[Dataset records]
++++++++

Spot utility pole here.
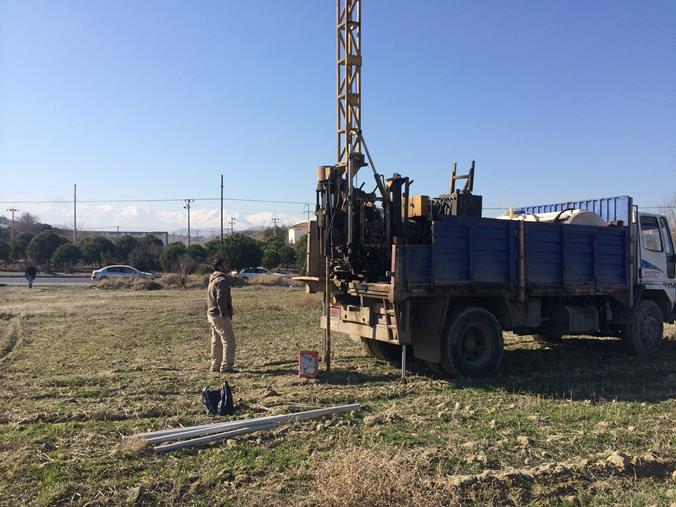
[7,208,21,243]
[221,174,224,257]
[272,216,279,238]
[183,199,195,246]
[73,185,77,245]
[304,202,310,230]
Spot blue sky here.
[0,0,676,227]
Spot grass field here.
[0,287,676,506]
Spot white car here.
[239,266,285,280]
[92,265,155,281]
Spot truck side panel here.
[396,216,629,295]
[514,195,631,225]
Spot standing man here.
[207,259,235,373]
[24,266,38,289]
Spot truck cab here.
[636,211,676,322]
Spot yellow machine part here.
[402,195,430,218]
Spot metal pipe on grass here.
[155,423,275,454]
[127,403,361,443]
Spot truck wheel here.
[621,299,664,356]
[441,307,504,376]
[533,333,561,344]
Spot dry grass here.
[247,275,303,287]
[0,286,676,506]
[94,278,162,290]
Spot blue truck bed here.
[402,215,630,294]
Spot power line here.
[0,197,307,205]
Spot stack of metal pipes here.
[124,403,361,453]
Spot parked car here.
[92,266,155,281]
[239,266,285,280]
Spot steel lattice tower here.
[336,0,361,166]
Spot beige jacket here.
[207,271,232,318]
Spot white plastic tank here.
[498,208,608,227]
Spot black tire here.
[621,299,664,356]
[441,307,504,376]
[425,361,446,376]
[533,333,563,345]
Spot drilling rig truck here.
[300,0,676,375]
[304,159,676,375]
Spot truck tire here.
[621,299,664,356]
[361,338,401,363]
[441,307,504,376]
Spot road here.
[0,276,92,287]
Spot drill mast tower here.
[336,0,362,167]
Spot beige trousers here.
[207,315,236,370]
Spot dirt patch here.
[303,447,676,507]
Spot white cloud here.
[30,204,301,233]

++++++++

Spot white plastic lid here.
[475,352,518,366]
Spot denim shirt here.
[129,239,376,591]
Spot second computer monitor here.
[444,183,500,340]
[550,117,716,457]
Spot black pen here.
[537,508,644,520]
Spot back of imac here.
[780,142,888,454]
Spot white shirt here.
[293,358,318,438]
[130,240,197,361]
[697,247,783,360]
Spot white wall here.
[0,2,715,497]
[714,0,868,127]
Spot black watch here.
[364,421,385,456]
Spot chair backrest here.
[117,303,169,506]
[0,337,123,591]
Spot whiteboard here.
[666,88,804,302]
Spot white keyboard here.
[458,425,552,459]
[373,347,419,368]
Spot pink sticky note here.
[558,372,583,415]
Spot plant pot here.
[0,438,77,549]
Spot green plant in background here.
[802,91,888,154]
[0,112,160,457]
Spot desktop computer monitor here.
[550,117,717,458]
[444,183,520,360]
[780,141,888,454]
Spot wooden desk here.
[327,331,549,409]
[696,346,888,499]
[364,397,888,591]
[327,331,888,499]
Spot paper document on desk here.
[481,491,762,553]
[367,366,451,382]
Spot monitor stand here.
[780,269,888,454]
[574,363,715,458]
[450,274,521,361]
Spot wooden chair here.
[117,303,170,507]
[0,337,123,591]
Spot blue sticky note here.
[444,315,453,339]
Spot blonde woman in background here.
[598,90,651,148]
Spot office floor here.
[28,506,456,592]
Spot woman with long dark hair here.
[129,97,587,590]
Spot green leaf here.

++++++++

> **Instruction**
Reproduce the data above verbatim, starting with the line that contains "Spot utility pole here." and continuing through the line that contains "[336,0,361,166]", both included. Omit the pictures from your answer.

> **Completed exercise**
Spot utility pole here.
[7,208,21,243]
[221,174,224,257]
[272,216,279,238]
[183,199,195,246]
[73,185,77,245]
[304,202,310,230]
Spot blue sky here.
[0,0,676,227]
Spot grass field here.
[0,287,676,506]
Spot white car here.
[239,266,285,280]
[92,265,155,281]
Spot truck side panel here.
[396,216,629,295]
[514,195,631,225]
Spot standing man here.
[207,259,235,373]
[24,266,38,289]
Spot truck cab here.
[636,211,676,322]
Spot yellow machine part here.
[402,195,430,218]
Spot metal pipe on grass here.
[155,423,275,454]
[127,403,361,443]
Spot truck wheel here.
[621,299,664,356]
[441,307,504,376]
[533,333,561,344]
Spot dry grass here.
[247,275,303,287]
[0,286,676,506]
[94,278,162,290]
Spot blue truck bed here.
[402,215,630,294]
Spot power line here.
[0,197,307,205]
Spot stack of metal pipes here.
[124,403,361,453]
Spot parked car here.
[92,266,155,281]
[239,266,285,280]
Spot steel lattice tower here.
[336,0,361,166]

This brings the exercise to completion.